## Ziel 1
Filtere aus der Auflistung jede Zeile heraus, die die Zeichenfolge „jacket“ enthält.

Sie wird bleich, zehrt ab und erreicht selten ein nennenswertes Alter.
Bekommt sie wenig Kost, und das nur eine Magerkost, so wird sie traurig
und zehrt am Ende auch früh ab; wird sie gut genährt, so wird
sie noch fetter und unbehilflicher und dadurch träge, so daß
ihr Blut bald absteht und sie bald das Aussehen einer Leiche
überkommt, was dann ihrem Leibe offenbar einen frühen Tod
bringen muß.
[GEJ.02_217,03] Das gleiche ist mit einer zu frühzeitigen
übertriebenen seelischen Bildung der Fall. Wenn daher Kinder von
oft nur wenig Talenten zur Weisewerdung mit einer Strenge angehalten
werden, als gälte es die Erhaltung einer Welt, so werden solche
Seelen dann matt, weil sie zuvor nicht Zeit hatten, ihren Leib als
für alle Fälle brauchbar auszubilden!

## Ziel 2
Welche Adjektive stehen im Dokument zusammen mit einer Form von „werden“ und beschreiben einen Zustand? Partizipien zählen nicht.

## Die Daten
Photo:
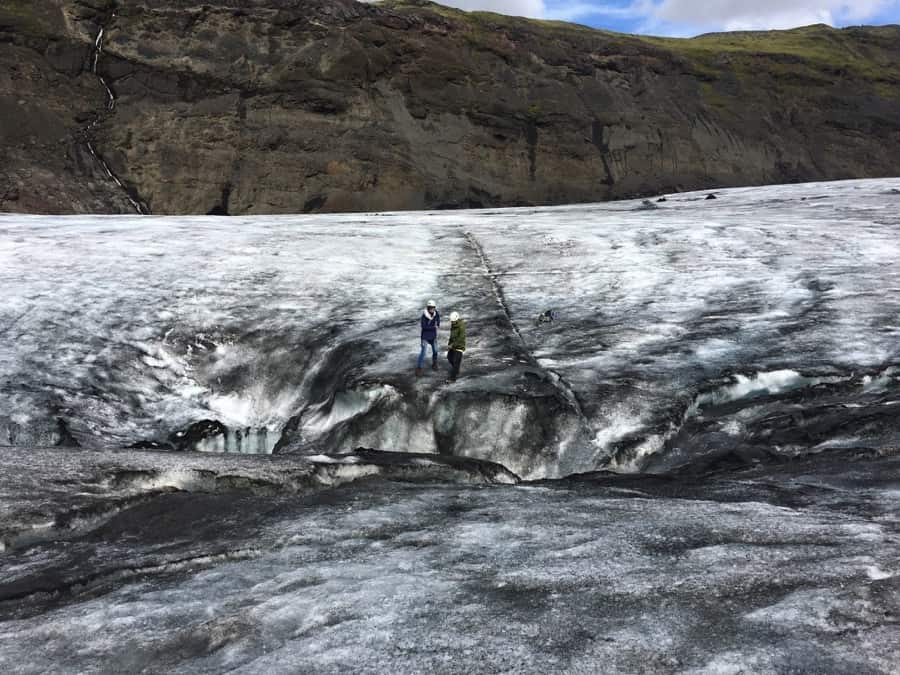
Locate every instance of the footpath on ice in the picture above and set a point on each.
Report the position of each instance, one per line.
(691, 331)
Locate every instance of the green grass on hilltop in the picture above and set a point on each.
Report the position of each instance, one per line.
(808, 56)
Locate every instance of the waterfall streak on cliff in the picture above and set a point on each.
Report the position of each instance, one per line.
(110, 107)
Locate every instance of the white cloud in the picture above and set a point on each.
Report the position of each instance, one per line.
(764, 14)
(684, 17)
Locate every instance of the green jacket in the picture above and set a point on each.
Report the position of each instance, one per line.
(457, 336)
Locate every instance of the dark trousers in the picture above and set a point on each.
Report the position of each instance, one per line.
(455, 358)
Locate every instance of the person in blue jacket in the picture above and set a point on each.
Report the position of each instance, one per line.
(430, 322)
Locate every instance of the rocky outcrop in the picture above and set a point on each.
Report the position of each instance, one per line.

...

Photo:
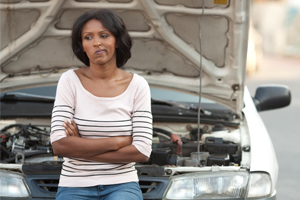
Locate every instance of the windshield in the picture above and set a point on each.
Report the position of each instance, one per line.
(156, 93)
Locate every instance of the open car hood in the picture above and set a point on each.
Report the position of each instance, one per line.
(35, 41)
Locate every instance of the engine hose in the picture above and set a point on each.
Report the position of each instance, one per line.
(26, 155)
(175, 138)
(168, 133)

## Richtige Antwort 1
Locate every instance of the green jacket in the picture above and set a point on each.
Locate every instance of the person in blue jacket in the picture above and set a point on each.

## Richtige Antwort 2
bleich
traurig
fetter
unbehilflicher
träge
matt